→ TO DO
Copy everything from the line containing "Expected: for every instance of the grassy" down to the end of the records below, keeping each line unchanged.

→ EXERCISE MATERIAL
+ + + + + + +

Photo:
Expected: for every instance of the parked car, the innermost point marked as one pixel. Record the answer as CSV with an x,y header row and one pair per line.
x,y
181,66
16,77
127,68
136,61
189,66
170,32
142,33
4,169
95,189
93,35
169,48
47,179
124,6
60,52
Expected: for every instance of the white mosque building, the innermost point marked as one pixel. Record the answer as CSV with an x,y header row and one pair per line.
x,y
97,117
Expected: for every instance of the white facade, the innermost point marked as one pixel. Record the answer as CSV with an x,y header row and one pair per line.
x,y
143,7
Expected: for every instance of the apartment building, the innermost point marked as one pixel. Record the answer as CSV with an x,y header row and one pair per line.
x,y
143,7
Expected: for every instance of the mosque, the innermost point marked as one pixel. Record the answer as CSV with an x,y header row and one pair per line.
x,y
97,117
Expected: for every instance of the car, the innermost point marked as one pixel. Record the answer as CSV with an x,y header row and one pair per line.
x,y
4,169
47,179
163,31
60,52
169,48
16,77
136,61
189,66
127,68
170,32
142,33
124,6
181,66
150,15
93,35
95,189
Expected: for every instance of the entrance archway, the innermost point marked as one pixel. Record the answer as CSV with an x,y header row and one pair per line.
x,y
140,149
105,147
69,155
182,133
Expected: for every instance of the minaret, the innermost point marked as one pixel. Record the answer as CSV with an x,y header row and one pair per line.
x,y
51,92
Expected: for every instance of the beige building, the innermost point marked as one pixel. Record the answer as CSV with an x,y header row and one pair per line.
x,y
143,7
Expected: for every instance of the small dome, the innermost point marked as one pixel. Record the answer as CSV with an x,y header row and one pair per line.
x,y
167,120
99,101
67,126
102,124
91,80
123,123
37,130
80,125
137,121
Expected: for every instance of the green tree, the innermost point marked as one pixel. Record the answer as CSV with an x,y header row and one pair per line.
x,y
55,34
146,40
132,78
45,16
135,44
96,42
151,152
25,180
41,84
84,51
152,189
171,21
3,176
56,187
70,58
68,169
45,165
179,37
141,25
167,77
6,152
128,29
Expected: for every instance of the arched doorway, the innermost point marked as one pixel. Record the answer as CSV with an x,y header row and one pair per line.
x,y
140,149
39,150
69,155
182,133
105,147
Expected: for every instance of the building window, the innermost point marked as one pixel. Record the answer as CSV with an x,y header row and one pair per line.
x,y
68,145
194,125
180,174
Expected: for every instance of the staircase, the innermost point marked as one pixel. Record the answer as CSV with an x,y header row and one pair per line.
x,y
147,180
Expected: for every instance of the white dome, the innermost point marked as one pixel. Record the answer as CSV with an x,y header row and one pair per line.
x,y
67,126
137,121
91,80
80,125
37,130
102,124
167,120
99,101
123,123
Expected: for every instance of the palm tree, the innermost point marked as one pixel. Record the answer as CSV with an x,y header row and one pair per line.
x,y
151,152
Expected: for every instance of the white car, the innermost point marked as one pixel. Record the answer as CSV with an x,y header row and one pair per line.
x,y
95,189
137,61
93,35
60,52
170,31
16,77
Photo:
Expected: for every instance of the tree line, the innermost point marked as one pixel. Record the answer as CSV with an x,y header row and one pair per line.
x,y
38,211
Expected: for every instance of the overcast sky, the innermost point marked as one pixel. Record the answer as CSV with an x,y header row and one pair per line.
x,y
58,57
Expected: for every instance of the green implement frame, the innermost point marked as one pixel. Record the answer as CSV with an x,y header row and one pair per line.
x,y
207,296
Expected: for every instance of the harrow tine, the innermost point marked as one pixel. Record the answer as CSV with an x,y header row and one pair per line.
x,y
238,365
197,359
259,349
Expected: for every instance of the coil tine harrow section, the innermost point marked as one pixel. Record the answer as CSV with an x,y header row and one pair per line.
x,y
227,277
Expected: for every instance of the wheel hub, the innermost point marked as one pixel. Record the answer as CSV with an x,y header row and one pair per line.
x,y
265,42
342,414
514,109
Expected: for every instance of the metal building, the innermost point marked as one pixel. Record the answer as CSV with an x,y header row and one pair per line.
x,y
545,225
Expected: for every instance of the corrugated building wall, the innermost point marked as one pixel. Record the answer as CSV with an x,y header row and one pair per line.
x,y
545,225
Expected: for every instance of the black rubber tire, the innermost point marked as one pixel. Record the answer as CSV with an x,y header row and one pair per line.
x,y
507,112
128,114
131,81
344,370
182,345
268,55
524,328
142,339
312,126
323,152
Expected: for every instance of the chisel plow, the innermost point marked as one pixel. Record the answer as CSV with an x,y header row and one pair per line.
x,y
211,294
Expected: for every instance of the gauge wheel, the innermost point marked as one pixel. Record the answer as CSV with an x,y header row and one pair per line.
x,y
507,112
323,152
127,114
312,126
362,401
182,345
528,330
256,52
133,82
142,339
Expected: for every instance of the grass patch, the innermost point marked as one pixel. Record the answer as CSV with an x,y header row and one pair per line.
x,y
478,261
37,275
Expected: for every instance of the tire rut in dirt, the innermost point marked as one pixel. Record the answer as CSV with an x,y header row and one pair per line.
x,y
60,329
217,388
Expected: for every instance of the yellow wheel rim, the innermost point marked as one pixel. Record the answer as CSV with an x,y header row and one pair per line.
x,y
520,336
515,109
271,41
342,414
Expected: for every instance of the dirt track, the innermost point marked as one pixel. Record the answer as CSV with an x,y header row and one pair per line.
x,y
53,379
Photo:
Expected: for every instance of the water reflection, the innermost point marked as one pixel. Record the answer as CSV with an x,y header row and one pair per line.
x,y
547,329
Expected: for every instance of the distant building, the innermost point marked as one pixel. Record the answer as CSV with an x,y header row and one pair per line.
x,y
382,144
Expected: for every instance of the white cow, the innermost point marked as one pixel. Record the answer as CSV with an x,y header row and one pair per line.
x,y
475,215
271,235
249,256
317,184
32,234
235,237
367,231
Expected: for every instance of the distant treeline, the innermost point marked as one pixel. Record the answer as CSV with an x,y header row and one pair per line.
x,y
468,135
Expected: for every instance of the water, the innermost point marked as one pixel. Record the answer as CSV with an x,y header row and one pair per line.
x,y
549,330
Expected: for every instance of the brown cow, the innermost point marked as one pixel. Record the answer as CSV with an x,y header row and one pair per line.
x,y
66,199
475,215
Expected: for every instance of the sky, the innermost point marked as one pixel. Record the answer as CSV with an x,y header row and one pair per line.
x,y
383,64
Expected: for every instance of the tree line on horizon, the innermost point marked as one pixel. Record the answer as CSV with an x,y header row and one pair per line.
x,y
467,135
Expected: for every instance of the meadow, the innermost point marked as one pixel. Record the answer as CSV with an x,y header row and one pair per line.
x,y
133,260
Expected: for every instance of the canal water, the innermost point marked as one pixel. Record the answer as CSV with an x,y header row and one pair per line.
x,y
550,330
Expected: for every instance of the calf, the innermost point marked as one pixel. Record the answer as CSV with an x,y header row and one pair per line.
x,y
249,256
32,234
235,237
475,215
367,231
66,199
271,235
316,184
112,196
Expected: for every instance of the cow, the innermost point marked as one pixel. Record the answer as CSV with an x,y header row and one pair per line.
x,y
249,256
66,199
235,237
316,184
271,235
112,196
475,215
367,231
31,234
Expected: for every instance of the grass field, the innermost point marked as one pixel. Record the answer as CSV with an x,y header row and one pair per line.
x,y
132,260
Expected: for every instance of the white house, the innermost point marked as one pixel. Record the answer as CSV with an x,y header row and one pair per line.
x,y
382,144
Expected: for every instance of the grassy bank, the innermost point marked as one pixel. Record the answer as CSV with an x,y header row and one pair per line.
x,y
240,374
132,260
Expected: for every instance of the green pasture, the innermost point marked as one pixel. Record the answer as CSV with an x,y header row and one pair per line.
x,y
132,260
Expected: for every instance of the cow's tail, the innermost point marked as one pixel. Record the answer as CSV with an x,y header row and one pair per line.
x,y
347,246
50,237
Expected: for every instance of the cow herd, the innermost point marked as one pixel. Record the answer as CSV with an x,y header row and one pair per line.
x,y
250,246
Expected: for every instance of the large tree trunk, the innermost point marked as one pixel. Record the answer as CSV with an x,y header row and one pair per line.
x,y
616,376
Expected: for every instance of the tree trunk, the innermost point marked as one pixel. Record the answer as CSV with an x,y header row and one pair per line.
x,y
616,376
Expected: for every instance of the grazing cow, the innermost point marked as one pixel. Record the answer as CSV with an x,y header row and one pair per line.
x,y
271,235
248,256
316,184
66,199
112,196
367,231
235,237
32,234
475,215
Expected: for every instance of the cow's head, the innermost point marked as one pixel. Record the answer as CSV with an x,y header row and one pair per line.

+ + + + + + +

→ TASK SOLUTION
Expected: for every instance of the grassy bank, the innermost point marked as one pixel. Record the answer as CSV with an x,y header row and one pair per line.
x,y
240,374
132,260
Expected: for every instance of the green pasture, the innermost point marked as one pixel. Record the answer as CSV with an x,y header row and one pair per line.
x,y
132,260
Expected: for every instance of the cow's tail, the innermost point marked as one pixel. Record the answer as CSV with an x,y header row and one pair per line.
x,y
347,246
50,237
Expected: for every instance of the cow herd, the innermost point marked as one pixel. Record the answer as CSV with an x,y header row and one pair per line.
x,y
250,246
Expected: for every instance of the large tree trunk, the innermost point marked as one pixel. Record the answer as CSV with an x,y header row and one pair per line.
x,y
616,376
Expected: for every instance of the tree trunk, the innermost point marked as one pixel. Record the answer as CSV with an x,y header row and one pair per line.
x,y
616,376
Expected: for every instance of the grazing cow, the innermost point marked as one pixel. Record the answer as CSV with an x,y header row and one pair per line.
x,y
271,235
248,256
316,184
66,199
112,196
367,231
235,237
32,234
475,215
Expected: for every instance of the cow's head, the innermost point marked as one pixel. Record the answer as CSV with an x,y header row and one pair per line.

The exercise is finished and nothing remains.